Stored items
★ ★ ★ ★ ★
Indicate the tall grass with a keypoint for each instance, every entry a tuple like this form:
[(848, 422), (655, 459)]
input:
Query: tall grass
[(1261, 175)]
★ ★ ★ ★ ★
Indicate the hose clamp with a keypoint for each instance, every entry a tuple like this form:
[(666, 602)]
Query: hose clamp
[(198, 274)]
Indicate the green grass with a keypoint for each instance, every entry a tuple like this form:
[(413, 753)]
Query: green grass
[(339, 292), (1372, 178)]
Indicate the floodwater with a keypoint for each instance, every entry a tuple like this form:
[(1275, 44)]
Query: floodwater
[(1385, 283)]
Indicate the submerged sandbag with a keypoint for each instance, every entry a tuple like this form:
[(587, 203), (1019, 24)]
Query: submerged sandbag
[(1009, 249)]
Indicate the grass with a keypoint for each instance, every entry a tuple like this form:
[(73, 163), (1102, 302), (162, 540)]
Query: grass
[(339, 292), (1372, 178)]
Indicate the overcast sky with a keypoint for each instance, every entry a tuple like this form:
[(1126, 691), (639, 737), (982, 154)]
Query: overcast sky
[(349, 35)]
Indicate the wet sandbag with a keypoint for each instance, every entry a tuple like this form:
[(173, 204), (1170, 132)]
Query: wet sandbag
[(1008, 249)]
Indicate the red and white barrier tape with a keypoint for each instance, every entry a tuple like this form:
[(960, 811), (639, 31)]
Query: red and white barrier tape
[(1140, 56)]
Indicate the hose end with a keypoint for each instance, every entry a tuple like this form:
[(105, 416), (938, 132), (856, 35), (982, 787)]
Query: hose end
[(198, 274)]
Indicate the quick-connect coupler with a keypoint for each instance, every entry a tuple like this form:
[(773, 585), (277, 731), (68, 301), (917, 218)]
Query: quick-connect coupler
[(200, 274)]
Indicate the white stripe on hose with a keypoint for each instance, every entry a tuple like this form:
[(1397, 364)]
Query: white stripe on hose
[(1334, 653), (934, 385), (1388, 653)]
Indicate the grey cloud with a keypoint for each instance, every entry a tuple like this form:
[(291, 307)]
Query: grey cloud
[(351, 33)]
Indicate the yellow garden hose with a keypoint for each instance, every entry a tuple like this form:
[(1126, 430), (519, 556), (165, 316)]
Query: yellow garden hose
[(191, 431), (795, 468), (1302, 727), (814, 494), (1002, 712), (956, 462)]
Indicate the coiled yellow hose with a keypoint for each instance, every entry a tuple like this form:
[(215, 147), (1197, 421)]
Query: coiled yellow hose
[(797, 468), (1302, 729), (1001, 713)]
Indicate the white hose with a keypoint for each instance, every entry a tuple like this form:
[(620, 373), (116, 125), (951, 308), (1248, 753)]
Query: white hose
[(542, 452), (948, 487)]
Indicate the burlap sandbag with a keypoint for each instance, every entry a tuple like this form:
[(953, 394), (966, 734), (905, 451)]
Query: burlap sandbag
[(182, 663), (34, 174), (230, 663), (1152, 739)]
★ ★ ★ ★ ★
## What is asked
Lay out the lines starting with the one that contains "Indicate the tall" and going on through the one that contains "[(1261, 175)]", both included, as a Markdown table with the columns Row and Line, skipping any blank lines.

## Task response
| Row | Line |
|---|---|
| 1 | Indicate the tall grass with a keypoint for each instance, every entry a tuple like this form: |
| 2 | [(848, 422), (655, 459)] |
| 3 | input: |
| 4 | Query: tall grass |
| 5 | [(1261, 175)] |